Start of EXTRACTED RECORDS
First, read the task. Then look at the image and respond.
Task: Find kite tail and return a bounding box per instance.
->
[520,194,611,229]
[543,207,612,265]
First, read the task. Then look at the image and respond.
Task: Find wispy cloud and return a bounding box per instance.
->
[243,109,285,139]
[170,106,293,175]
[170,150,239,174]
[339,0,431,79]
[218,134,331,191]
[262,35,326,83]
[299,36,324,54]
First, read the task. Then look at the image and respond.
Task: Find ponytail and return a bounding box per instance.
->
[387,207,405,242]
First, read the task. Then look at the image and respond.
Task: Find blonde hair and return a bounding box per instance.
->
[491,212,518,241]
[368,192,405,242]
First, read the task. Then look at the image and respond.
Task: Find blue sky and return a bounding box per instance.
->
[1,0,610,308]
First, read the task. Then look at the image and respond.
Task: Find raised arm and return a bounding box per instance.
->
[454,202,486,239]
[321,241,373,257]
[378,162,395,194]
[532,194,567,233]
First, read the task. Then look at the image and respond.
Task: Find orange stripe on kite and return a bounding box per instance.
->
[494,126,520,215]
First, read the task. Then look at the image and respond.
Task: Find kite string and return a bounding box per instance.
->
End of EXTRACTED RECORDS
Quote verbatim the line containing "Task: Find blue" and every line after it through the end of the records above.

Task: Find blue sky and return a bounding box per instance.
->
[1,0,610,308]
First, read the task. Then look at the image and respond.
Task: Find raised arm and return a bounding box per instance.
->
[454,202,486,239]
[321,241,373,257]
[378,162,395,194]
[532,194,567,233]
First, read the task. Then look at the image and respond.
Task: Find orange stripe on kite and return a bounding box per instance.
->
[494,126,520,215]
First, read the task. Then look at the image and respond.
Task: Find kite string and return a bounding box per instance.
->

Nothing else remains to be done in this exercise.